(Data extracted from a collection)

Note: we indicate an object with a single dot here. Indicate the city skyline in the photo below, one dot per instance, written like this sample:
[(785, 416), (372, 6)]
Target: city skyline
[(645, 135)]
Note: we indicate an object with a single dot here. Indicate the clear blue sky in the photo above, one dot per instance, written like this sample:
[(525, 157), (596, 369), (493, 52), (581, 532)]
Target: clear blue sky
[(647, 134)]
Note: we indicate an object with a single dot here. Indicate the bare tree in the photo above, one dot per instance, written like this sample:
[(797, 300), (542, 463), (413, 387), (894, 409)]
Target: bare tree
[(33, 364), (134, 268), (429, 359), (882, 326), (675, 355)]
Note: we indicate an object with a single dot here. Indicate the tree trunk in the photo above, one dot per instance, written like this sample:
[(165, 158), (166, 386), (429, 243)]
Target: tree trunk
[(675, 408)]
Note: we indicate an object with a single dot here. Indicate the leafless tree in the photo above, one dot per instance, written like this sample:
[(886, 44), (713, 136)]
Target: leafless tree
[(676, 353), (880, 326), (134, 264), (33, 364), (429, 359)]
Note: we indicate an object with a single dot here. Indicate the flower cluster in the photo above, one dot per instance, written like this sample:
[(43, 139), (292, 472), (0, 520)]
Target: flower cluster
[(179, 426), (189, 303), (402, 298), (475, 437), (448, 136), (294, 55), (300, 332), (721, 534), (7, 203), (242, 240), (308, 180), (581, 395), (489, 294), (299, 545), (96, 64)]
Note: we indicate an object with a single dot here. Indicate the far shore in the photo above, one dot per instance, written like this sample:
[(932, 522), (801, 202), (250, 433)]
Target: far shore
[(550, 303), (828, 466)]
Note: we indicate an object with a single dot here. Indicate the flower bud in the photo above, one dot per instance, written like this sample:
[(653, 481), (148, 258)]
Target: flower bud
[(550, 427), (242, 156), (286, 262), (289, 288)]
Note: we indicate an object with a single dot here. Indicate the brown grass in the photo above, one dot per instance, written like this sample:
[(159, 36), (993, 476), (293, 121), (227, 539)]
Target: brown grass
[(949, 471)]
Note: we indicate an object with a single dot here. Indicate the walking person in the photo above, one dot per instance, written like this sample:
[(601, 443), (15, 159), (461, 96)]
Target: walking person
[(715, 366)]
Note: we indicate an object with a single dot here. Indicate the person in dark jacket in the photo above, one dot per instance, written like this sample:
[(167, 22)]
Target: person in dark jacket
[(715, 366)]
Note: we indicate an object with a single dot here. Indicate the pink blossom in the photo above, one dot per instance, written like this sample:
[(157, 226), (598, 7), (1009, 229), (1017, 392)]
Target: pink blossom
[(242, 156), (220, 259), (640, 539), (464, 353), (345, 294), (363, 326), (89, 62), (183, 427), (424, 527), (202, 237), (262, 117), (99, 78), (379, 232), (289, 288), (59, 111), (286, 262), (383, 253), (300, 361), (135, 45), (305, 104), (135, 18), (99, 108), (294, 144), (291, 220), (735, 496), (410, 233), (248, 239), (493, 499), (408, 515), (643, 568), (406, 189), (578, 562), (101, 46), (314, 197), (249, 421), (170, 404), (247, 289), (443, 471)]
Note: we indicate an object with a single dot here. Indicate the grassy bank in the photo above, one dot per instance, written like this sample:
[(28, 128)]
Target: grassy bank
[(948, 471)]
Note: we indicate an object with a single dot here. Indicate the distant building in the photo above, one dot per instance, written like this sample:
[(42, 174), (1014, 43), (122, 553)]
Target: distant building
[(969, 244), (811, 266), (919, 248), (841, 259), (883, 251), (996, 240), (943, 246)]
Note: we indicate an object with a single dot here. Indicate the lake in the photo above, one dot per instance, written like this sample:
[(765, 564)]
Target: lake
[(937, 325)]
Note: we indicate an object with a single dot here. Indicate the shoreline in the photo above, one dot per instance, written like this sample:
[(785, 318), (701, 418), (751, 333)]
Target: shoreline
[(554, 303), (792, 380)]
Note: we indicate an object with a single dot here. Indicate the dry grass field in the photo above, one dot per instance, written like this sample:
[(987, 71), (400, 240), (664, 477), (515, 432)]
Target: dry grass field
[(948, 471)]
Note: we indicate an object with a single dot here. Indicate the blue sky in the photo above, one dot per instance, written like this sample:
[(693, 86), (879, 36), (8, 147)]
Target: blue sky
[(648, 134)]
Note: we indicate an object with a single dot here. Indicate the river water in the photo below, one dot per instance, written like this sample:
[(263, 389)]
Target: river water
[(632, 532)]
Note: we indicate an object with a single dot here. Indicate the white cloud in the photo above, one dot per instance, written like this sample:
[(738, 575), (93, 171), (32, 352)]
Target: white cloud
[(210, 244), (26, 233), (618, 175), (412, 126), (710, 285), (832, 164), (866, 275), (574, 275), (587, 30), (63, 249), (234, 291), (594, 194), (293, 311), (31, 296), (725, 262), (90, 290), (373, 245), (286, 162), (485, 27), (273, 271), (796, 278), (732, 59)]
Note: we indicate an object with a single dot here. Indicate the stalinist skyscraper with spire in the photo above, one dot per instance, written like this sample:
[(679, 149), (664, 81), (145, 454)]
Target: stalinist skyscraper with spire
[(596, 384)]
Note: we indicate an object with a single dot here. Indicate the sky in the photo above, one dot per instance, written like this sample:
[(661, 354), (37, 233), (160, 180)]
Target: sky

▶ Brief
Reproduce the material above verbatim, line for line.

▶ Expected output
Note: we indicate an object with a single dot here. Indicate the city skyline in the photo below, one dot per instance, written like this sample:
[(785, 416), (372, 6)]
Target: city skyline
[(645, 135)]
Note: we indicate an object with a single dot here. Indicate the clear blue sky in the photo above, one dot per instance, written like this sample:
[(525, 157), (596, 369), (493, 52), (581, 532)]
Target: clear blue sky
[(647, 134)]
Note: we indicate an object with a single dot here. Indicate the bare tree in the photo above, one dot per instance, written like this sample:
[(797, 300), (542, 463), (413, 387), (894, 409)]
Target: bare tree
[(33, 364), (134, 268), (429, 359), (882, 326), (675, 355)]
Note: we indicate an object with a single dot here. Indicate the tree trunk in the photo above, one dot per instance, written like this sample:
[(165, 158), (166, 386), (429, 243)]
Target: tree trunk
[(675, 408)]
Note: we indicate an object with a single dot here. Indicate the leafless tree in the photo above, one dot per instance, written like this sample:
[(886, 44), (713, 136)]
Target: leafless tree
[(676, 353), (880, 326), (134, 264), (33, 364), (429, 359)]
Note: we indicate an object with a single dot here. Indicate the flower cluster in the photo above, one dot per instance, written like this sample:
[(43, 139), (292, 472), (0, 520)]
Target: flower cluster
[(179, 426), (189, 303), (402, 298), (475, 437), (448, 136), (294, 55), (300, 332), (721, 534), (7, 203), (242, 240), (308, 180), (581, 395), (489, 294), (299, 545), (96, 64)]
Note: we indicate an object with a single dot here. Indicate the far shore in the photo above, one dot per instance, written like this sample:
[(932, 522), (801, 202), (250, 433)]
Target: far shore
[(550, 303), (828, 466)]
Note: we indicate an object with a single dot here. Indicate the flower bud in the photo above, one dot per instance, written like this sample:
[(653, 481), (148, 258)]
Target: flower bud
[(550, 427), (242, 156), (286, 262), (289, 288)]
Note: we indicate an object with a single dot here. Indicate the brown grass in the photo above, one dot per instance, written like this sample:
[(159, 36), (993, 476), (293, 121), (227, 539)]
Target: brown grass
[(949, 471)]
Note: we indicate an object with a single dot here. Indicate the walking person in the photo above, one dot per instance, written like this sample:
[(601, 443), (15, 159), (461, 96)]
Target: walking person
[(715, 366)]
Note: we indicate an object with a single dot here. Indicate the person in dark jacket in the photo above, one dot per instance, written like this sample:
[(167, 22)]
Target: person in dark jacket
[(715, 366)]
Note: we indicate an object with a single dot here. Indicate the pink blossom in the photo above, one dot per instance, written like this sample:
[(157, 226), (598, 7), (1009, 229), (1017, 392)]
Target: pink blossom
[(242, 156), (220, 259), (640, 539), (464, 353), (345, 294), (363, 326), (89, 62), (183, 427), (424, 527), (202, 237), (262, 117), (99, 78), (379, 232), (289, 288), (59, 111), (286, 262), (383, 253), (300, 361), (135, 45), (305, 104), (135, 18), (99, 108), (294, 144), (291, 220), (735, 496), (410, 233), (248, 239), (493, 499), (408, 515), (643, 568), (406, 189), (578, 562), (101, 46), (314, 197), (249, 421), (170, 404), (247, 289), (443, 471)]
Note: we indicate an object with a single dot here. Indicate the grassy bank in the photo above, one dot per instance, written like this sample:
[(28, 128)]
Target: grassy bank
[(948, 471)]
Note: we indicate an object with a single dot here. Indicate the distant building in the photo above, one dot per instance, written like this sample:
[(42, 174), (1014, 43), (122, 553)]
Target: distant building
[(969, 244), (811, 266), (919, 248), (841, 259), (883, 251), (996, 240), (943, 246)]
Note: we indicate an object with a single dot here. Indicate the lake in the photo above, one dot per instance, written like this sample:
[(765, 564)]
Target: lake
[(937, 325)]
Note: we indicate an object with a single dot here. Indicate the shoreline in the photo above, one dot per instance, written like this sample:
[(785, 318), (701, 418), (751, 333)]
Target: shoreline
[(554, 303), (792, 380)]
Note: we indicate an object with a single dot here. Indicate the dry grass field in the photo above, one dot per instance, written like this sample:
[(987, 71), (400, 240), (664, 477), (515, 432)]
Target: dry grass field
[(948, 471)]
Note: we indicate an object with a single dot here. Indicate the blue sky in the photo above, one dot per instance, written like this sample:
[(693, 86), (879, 36), (8, 147)]
Target: blue sky
[(648, 134)]
Note: we indicate an object with a single dot here. Indicate the river water in the photo below, one dot per instance, written like this sample:
[(263, 389)]
Target: river water
[(632, 532)]
Note: we indicate an object with a single dot here. Indicate the white cloud in the photo above, one dot per instance, written like this sample:
[(738, 575), (93, 171), (32, 352)]
Target: white cloud
[(210, 244), (26, 233), (618, 175), (412, 126), (710, 285), (832, 164), (866, 275), (574, 275), (587, 30), (63, 249), (234, 291), (594, 194), (293, 311), (31, 296), (725, 262), (90, 290), (373, 245), (286, 162), (485, 27), (273, 271), (796, 278), (732, 59)]
Note: we indicate an object with a single dot here. Indicate the stalinist skyscraper with spire in the photo above, one dot per instance, written like this sample:
[(679, 149), (664, 81), (145, 454)]
Target: stalinist skyscraper with spire
[(596, 384)]
Note: we indicate an object with a single dot here. Indicate the sky in the photo above, one dot per instance, written like this sample:
[(661, 354), (37, 233), (160, 180)]
Target: sky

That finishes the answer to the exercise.